- [Extracted information]:

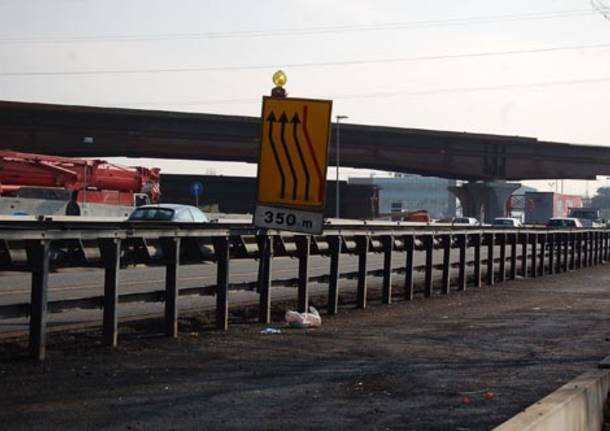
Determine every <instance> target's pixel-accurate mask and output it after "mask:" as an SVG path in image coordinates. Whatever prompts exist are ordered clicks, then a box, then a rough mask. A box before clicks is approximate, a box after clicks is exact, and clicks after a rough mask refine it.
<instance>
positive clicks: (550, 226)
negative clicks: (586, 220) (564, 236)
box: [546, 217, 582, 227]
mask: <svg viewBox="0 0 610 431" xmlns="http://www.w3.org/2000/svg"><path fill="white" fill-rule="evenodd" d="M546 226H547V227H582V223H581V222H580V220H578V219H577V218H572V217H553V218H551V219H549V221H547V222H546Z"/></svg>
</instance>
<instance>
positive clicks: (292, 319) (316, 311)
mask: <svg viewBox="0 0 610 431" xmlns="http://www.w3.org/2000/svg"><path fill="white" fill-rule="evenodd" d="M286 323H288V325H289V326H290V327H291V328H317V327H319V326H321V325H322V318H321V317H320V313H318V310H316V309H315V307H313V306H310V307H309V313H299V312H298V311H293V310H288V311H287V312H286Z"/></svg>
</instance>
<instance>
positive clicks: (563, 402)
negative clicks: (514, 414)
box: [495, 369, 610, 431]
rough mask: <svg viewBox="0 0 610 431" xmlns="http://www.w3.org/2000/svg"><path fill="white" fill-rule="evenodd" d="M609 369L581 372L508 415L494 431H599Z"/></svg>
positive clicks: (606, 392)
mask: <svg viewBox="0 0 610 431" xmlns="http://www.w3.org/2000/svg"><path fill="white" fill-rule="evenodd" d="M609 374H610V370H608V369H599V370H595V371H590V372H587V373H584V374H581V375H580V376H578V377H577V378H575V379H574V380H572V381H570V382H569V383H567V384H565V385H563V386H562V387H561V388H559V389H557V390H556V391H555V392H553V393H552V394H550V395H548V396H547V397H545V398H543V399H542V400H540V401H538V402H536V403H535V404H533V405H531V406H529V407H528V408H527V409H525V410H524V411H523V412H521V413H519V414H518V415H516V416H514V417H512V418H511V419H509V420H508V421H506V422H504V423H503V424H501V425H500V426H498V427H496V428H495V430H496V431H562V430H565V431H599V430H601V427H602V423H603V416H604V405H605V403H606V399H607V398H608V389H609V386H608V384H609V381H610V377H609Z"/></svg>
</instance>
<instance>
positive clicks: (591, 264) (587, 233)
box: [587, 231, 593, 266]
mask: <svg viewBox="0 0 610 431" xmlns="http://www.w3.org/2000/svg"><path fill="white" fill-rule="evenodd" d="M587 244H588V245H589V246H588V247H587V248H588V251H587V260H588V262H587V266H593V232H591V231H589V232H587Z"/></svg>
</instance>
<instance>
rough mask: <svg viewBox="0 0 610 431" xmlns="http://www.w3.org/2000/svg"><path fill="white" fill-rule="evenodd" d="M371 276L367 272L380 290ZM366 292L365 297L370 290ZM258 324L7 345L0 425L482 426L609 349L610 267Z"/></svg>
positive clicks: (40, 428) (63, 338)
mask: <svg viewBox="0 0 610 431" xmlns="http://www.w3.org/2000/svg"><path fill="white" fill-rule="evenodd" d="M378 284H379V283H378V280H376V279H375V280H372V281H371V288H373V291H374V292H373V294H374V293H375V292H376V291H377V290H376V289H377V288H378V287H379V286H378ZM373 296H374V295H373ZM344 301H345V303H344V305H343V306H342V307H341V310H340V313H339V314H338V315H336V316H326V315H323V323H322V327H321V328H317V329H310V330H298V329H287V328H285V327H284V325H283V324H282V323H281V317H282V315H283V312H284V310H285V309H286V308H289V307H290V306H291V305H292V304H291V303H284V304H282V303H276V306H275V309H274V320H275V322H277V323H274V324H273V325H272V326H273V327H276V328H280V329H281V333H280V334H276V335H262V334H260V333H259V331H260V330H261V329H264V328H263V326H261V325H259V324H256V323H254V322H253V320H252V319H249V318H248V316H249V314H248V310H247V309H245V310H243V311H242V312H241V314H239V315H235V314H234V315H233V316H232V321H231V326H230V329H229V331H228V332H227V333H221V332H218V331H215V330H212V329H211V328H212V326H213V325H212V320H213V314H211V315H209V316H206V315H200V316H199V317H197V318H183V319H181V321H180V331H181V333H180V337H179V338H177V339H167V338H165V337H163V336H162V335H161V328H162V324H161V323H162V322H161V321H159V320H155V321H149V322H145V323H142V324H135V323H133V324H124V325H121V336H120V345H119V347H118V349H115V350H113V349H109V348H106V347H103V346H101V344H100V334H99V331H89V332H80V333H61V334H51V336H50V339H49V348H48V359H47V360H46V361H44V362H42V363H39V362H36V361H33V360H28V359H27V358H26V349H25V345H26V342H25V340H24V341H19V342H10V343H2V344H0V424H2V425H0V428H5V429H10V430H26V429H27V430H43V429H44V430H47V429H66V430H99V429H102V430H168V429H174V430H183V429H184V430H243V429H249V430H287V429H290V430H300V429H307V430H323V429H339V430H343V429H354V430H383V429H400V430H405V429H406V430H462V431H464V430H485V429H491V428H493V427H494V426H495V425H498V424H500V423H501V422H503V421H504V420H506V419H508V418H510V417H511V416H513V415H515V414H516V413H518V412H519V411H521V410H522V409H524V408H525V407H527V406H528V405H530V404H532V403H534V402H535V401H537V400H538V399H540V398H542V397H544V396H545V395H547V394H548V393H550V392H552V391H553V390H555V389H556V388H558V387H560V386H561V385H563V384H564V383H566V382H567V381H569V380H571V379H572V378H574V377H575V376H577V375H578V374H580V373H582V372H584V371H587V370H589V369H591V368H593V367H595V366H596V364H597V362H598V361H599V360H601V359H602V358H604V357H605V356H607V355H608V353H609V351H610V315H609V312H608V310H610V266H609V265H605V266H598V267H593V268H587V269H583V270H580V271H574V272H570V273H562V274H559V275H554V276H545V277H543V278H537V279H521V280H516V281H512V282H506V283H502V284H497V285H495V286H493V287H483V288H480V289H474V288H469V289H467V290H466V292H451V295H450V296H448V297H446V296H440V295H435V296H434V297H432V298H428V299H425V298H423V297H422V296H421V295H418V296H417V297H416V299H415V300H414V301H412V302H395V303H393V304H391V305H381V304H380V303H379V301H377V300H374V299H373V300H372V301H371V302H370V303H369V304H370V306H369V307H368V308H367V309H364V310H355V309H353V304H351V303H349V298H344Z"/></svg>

- [Activity]: Retype all of the items above word for word, leaving out the pictures.

- [Answer section]:
Determine every <instance> target's pixel-accurate mask and output it after "mask:" as an SVG path in image coordinates. Whatever prompts exist are ordered clicks, then a box, then a rough mask. A box before clicks is approximate, a box after clicks is exact, and clicks after a rough mask refine it.
<instance>
positive clicks: (550, 226)
negative clicks: (586, 220) (564, 236)
box: [546, 217, 582, 227]
mask: <svg viewBox="0 0 610 431" xmlns="http://www.w3.org/2000/svg"><path fill="white" fill-rule="evenodd" d="M546 226H547V227H582V223H581V222H580V220H578V219H577V218H572V217H553V218H551V219H549V221H547V222H546Z"/></svg>
</instance>
<instance>
positive clicks: (292, 319) (316, 311)
mask: <svg viewBox="0 0 610 431" xmlns="http://www.w3.org/2000/svg"><path fill="white" fill-rule="evenodd" d="M286 323H288V325H289V326H290V327H291V328H317V327H319V326H321V325H322V318H321V317H320V313H318V310H316V309H315V307H313V306H310V307H309V313H299V312H298V311H293V310H288V311H287V312H286Z"/></svg>
</instance>
<instance>
positive clicks: (563, 402)
negative clicks: (514, 414)
box: [495, 369, 610, 431]
rough mask: <svg viewBox="0 0 610 431" xmlns="http://www.w3.org/2000/svg"><path fill="white" fill-rule="evenodd" d="M609 369L581 372L508 415L494 431H599Z"/></svg>
positive clicks: (606, 392)
mask: <svg viewBox="0 0 610 431" xmlns="http://www.w3.org/2000/svg"><path fill="white" fill-rule="evenodd" d="M609 374H610V370H608V369H599V370H595V371H590V372H587V373H584V374H581V375H580V376H578V377H577V378H575V379H574V380H572V381H570V382H569V383H567V384H565V385H563V386H562V387H561V388H559V389H557V390H556V391H555V392H553V393H552V394H550V395H548V396H547V397H545V398H543V399H542V400H540V401H538V402H536V403H535V404H533V405H531V406H529V407H528V408H527V409H525V410H524V411H523V412H521V413H519V414H518V415H516V416H514V417H512V418H511V419H509V420H508V421H506V422H504V423H503V424H501V425H500V426H498V427H496V428H495V430H496V431H562V430H565V431H599V430H601V427H602V423H603V416H604V405H605V403H606V399H607V398H608V389H609V386H608V384H609V381H610V377H609Z"/></svg>
</instance>
<instance>
positive clicks: (591, 264) (587, 233)
box: [587, 231, 593, 266]
mask: <svg viewBox="0 0 610 431" xmlns="http://www.w3.org/2000/svg"><path fill="white" fill-rule="evenodd" d="M587 244H588V245H589V246H588V247H587V248H588V251H587V260H588V262H587V266H593V232H591V231H589V232H587Z"/></svg>
</instance>
<instance>
rough mask: <svg viewBox="0 0 610 431" xmlns="http://www.w3.org/2000/svg"><path fill="white" fill-rule="evenodd" d="M371 276L367 272L380 290ZM366 292L365 297L370 290ZM258 324L7 345L0 425L482 426L609 349L610 267Z"/></svg>
positive clicks: (40, 428) (63, 338)
mask: <svg viewBox="0 0 610 431" xmlns="http://www.w3.org/2000/svg"><path fill="white" fill-rule="evenodd" d="M378 284H379V283H378V280H376V279H375V280H372V281H371V288H373V291H374V292H373V294H374V293H375V292H376V291H377V290H376V289H377V288H378V287H379V286H378ZM373 296H374V295H373ZM344 301H345V303H344V305H343V306H342V307H341V310H340V313H339V314H338V315H336V316H326V315H323V323H322V327H321V328H317V329H310V330H298V329H287V328H285V327H284V325H283V324H282V323H281V317H282V315H283V312H284V310H285V309H286V308H289V307H290V306H291V305H292V304H291V303H284V304H282V303H276V306H275V309H274V320H275V322H277V323H274V324H273V325H272V326H273V327H276V328H280V329H281V333H280V334H276V335H262V334H260V333H259V331H260V330H261V329H264V328H263V326H261V325H259V324H256V323H254V322H253V320H252V319H249V318H248V316H249V314H248V310H247V309H245V310H243V311H242V312H241V314H239V315H235V314H234V315H233V316H232V321H231V326H230V329H229V331H228V332H227V333H221V332H218V331H215V330H212V329H211V328H212V326H213V325H212V320H213V314H211V315H209V316H206V315H200V316H199V317H197V318H183V319H181V321H180V331H181V333H180V337H179V338H177V339H167V338H165V337H163V336H162V335H161V328H162V324H161V323H162V322H161V321H159V320H155V321H149V322H145V323H142V324H135V323H133V324H124V325H121V336H120V345H119V347H118V349H115V350H113V349H109V348H106V347H103V346H101V344H100V334H99V331H89V332H80V333H61V334H51V336H50V339H49V348H48V359H47V360H46V361H44V362H42V363H39V362H36V361H33V360H28V359H27V358H26V349H25V345H26V342H25V340H24V341H19V342H10V343H2V344H0V424H2V425H0V428H5V429H10V430H26V429H27V430H43V429H44V430H47V429H66V430H99V429H102V430H168V429H174V430H183V429H184V430H243V429H249V430H287V429H290V430H300V429H307V430H323V429H339V430H343V429H354V430H383V429H400V430H405V429H406V430H462V431H464V430H485V429H491V428H493V427H494V426H495V425H498V424H500V423H501V422H503V421H504V420H506V419H508V418H510V417H511V416H513V415H515V414H516V413H518V412H519V411H521V410H522V409H524V408H525V407H527V406H528V405H530V404H532V403H534V402H535V401H537V400H538V399H540V398H542V397H544V396H545V395H547V394H548V393H550V392H552V391H553V390H555V389H556V388H558V387H560V386H561V385H563V384H564V383H566V382H567V381H569V380H571V379H572V378H574V377H575V376H577V375H578V374H580V373H582V372H584V371H587V370H589V369H591V368H593V367H595V366H596V364H597V362H598V361H599V360H601V359H602V358H604V357H605V356H607V355H608V353H609V351H610V315H609V312H608V310H610V266H609V265H605V266H598V267H593V268H587V269H583V270H580V271H574V272H570V273H562V274H559V275H554V276H545V277H543V278H537V279H521V280H516V281H512V282H506V283H502V284H497V285H495V286H493V287H483V288H480V289H474V288H469V289H467V290H466V292H451V295H450V296H448V297H446V296H440V295H435V296H434V297H432V298H428V299H425V298H423V297H422V296H421V295H418V296H417V297H416V299H415V300H414V301H412V302H395V303H393V304H391V305H381V304H380V303H379V301H377V300H374V299H373V300H372V301H371V302H370V303H369V304H370V306H369V307H368V308H367V309H364V310H355V309H353V304H351V303H349V298H344Z"/></svg>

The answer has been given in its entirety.